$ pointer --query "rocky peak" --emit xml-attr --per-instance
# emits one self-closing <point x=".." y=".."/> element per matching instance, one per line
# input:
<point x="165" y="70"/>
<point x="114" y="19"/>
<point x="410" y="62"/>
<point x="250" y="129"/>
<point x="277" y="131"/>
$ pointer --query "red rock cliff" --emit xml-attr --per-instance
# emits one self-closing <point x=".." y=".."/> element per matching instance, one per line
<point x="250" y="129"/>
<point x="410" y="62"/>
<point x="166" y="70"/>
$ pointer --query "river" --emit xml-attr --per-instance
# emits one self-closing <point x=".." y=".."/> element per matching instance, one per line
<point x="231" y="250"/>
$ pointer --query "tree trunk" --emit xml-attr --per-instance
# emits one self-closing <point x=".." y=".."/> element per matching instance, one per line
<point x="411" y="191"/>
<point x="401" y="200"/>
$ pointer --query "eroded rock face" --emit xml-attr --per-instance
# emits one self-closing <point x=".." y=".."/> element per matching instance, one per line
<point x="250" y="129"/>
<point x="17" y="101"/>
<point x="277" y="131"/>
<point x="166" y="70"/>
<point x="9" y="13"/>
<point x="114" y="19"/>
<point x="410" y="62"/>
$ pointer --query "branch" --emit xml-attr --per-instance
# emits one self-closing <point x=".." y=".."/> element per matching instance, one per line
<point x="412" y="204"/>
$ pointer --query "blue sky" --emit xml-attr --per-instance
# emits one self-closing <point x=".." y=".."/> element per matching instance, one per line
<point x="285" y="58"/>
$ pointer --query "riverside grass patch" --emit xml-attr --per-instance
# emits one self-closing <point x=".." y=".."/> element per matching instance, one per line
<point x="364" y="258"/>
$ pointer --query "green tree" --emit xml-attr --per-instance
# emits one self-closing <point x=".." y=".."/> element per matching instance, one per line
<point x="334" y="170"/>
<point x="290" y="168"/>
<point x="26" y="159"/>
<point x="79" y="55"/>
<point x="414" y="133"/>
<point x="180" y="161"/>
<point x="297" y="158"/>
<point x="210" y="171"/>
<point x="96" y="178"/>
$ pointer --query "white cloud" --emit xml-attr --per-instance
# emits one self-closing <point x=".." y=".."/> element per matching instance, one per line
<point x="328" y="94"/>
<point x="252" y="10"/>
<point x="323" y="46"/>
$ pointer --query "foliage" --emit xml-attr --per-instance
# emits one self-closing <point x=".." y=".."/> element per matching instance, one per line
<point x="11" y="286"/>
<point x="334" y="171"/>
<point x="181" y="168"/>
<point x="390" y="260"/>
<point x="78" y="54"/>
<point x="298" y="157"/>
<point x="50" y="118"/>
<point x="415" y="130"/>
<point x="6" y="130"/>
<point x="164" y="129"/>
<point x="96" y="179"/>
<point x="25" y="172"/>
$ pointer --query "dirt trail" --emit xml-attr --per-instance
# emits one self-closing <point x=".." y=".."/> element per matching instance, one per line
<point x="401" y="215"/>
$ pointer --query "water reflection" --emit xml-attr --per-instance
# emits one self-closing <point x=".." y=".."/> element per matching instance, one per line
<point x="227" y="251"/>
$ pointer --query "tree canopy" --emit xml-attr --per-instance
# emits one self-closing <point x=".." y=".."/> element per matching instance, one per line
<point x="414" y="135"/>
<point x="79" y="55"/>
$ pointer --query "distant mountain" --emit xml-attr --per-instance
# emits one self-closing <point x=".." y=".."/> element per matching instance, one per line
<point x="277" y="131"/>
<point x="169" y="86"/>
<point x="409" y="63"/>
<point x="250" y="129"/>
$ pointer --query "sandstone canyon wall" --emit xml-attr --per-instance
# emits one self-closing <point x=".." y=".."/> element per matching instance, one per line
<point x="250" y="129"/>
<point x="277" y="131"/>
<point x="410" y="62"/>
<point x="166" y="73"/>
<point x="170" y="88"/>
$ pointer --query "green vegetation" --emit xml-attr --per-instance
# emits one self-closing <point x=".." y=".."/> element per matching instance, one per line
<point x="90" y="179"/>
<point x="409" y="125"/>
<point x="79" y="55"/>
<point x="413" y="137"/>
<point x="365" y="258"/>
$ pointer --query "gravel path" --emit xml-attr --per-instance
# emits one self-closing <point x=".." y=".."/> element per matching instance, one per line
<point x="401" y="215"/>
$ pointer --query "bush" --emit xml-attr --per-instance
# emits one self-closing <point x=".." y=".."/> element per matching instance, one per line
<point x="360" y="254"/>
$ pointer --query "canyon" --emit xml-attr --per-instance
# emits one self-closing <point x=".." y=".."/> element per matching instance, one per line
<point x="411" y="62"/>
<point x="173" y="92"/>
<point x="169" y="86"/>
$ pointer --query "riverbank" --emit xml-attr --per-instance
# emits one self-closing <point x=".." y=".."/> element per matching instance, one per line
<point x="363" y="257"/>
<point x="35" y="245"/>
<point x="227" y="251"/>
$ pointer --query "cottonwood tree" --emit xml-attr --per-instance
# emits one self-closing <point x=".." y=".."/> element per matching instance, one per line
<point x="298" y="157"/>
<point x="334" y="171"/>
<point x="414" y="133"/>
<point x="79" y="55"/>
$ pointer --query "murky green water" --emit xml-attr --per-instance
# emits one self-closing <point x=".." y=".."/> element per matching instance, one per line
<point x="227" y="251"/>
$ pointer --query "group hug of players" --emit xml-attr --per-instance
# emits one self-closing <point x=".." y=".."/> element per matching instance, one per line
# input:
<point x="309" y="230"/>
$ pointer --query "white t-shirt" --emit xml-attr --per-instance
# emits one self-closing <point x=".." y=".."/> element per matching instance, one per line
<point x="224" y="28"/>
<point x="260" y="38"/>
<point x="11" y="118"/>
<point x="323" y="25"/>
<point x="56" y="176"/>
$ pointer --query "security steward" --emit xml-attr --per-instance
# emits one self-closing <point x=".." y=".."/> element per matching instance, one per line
______________________________
**TASK TO CARRY OUT**. Provide all the records again, word for word.

**TASK RESPONSE**.
$ pointer --query "rocky peak" --emit xml-attr --per-instance
# emits one self-closing <point x=".." y=".."/> element per matching instance, one per line
# input:
<point x="165" y="70"/>
<point x="114" y="19"/>
<point x="410" y="62"/>
<point x="250" y="129"/>
<point x="277" y="131"/>
$ pointer --query "red rock cliff" --emit xml-attr --per-instance
# emits one self-closing <point x=".." y=".."/> element per matching instance, one per line
<point x="250" y="129"/>
<point x="410" y="62"/>
<point x="166" y="70"/>
$ pointer --query "river" --emit xml-attr --per-instance
# emits one self-closing <point x=".." y=".."/> element per matching instance, one per line
<point x="231" y="250"/>
$ pointer --query "tree trunk" --emit xml-attr --per-instance
# emits one self-closing <point x=".." y=".."/> element per matching instance, one per line
<point x="411" y="191"/>
<point x="401" y="200"/>
$ pointer --query "eroded rock face" --emit xml-attr --per-instance
# emits one self-closing <point x=".." y=".."/> element per matching instance, one per line
<point x="250" y="129"/>
<point x="17" y="101"/>
<point x="277" y="131"/>
<point x="166" y="70"/>
<point x="9" y="13"/>
<point x="114" y="19"/>
<point x="410" y="62"/>
$ pointer --query "branch" --emit xml-attr --per-instance
# emits one self-closing <point x=".." y=".."/> element per matching instance, one per line
<point x="412" y="204"/>
$ pointer --query "blue sky" --emit xml-attr --per-instance
# emits one self-closing <point x=".." y=".."/> element per matching instance, one per line
<point x="285" y="58"/>
$ pointer --query "riverside grass patch" --emit xml-attr --per-instance
# emits one self-closing <point x=".." y=".."/> element per matching instance, one per line
<point x="364" y="258"/>
$ pointer --query "green tree" --emit xml-attr --per-instance
# emits one self-closing <point x=".." y=".."/> element per matching instance, one per line
<point x="334" y="170"/>
<point x="290" y="168"/>
<point x="26" y="159"/>
<point x="79" y="55"/>
<point x="414" y="133"/>
<point x="180" y="161"/>
<point x="297" y="158"/>
<point x="210" y="171"/>
<point x="96" y="178"/>
$ pointer --query "white cloud" --emit xml-attr --per-instance
# emits one self-closing <point x=".." y=".."/> element per matching instance, one per line
<point x="328" y="94"/>
<point x="252" y="10"/>
<point x="323" y="46"/>
$ pointer --query "foliage" --emit xml-attr --per-instance
# emits one self-closing <point x=".." y=".."/> element per matching instance, one per line
<point x="11" y="286"/>
<point x="334" y="171"/>
<point x="181" y="168"/>
<point x="390" y="260"/>
<point x="78" y="54"/>
<point x="298" y="157"/>
<point x="50" y="118"/>
<point x="415" y="130"/>
<point x="6" y="130"/>
<point x="164" y="129"/>
<point x="96" y="179"/>
<point x="25" y="172"/>
$ pointer --query "dirt trail" --emit xml-attr --per-instance
# emits one self-closing <point x=".." y=".."/> element per matching instance, one per line
<point x="401" y="215"/>
$ pointer --query "water reflection" --emit xml-attr --per-instance
# emits one self-closing <point x=".." y=".."/> element per matching instance, one per line
<point x="227" y="251"/>
$ pointer --query "tree canopy" --emit xml-attr --per-instance
# emits one self-closing <point x=".." y=".."/> element per matching instance, one per line
<point x="414" y="135"/>
<point x="79" y="55"/>
$ pointer --query "distant mountain" --emit xml-attr --per-instance
# emits one self-closing <point x=".." y=".."/> element per matching instance, one per line
<point x="277" y="131"/>
<point x="169" y="86"/>
<point x="409" y="63"/>
<point x="250" y="129"/>
$ pointer --query "sandstone canyon wall" --emit xml-attr --per-instance
# emits one self-closing <point x=".." y=".."/> element per matching instance, one per line
<point x="250" y="129"/>
<point x="277" y="131"/>
<point x="410" y="62"/>
<point x="166" y="73"/>
<point x="170" y="88"/>
$ pointer --query "green vegetation" --emit xml-attr --per-instance
# emits one self-closing <point x=".." y=".."/> element per matching instance, one per line
<point x="90" y="179"/>
<point x="409" y="125"/>
<point x="79" y="55"/>
<point x="413" y="137"/>
<point x="365" y="258"/>
$ pointer --query "gravel path" --emit xml-attr --per-instance
# emits one self-closing <point x=".." y=".."/> element per matching instance, one per line
<point x="401" y="215"/>
$ pointer --query "bush" --emit xml-attr --per-instance
# emits one self-closing <point x=".." y=".."/> element per matching instance, one per line
<point x="360" y="254"/>
$ pointer --query "canyon" --emit xml-attr --per-instance
# emits one self-closing <point x=".." y=".."/> element per matching instance, one per line
<point x="411" y="62"/>
<point x="173" y="92"/>
<point x="169" y="86"/>
$ pointer --query "riverbank" --emit xml-attr --per-instance
# emits one self-closing <point x=".." y=".."/> element per matching instance, one per line
<point x="363" y="257"/>
<point x="35" y="245"/>
<point x="227" y="251"/>
$ pointer --query "cottonwood tree" --emit xml-attr --per-instance
# emits one self-closing <point x=".." y=".."/> element per matching instance, one per line
<point x="298" y="157"/>
<point x="334" y="171"/>
<point x="414" y="133"/>
<point x="79" y="55"/>
$ pointer --query "murky green water" --emit xml-attr --per-instance
# emits one self-closing <point x=".." y=".."/> element per matching instance, one per line
<point x="227" y="251"/>
$ pointer --query "group hug of players" --emit xml-attr --per-instance
# emits one self-closing <point x=".." y=".."/> element per matching instance, one per line
# input:
<point x="309" y="230"/>
$ pointer --query "white t-shirt" --emit xml-attr --per-instance
# emits one self-closing <point x=".." y=".."/> element per matching instance, one per line
<point x="224" y="28"/>
<point x="260" y="38"/>
<point x="11" y="118"/>
<point x="323" y="25"/>
<point x="56" y="176"/>
$ pointer --query "security steward" --emit xml-attr --per-instance
# emits one self-closing <point x=".." y=".."/> element per matching instance, one per line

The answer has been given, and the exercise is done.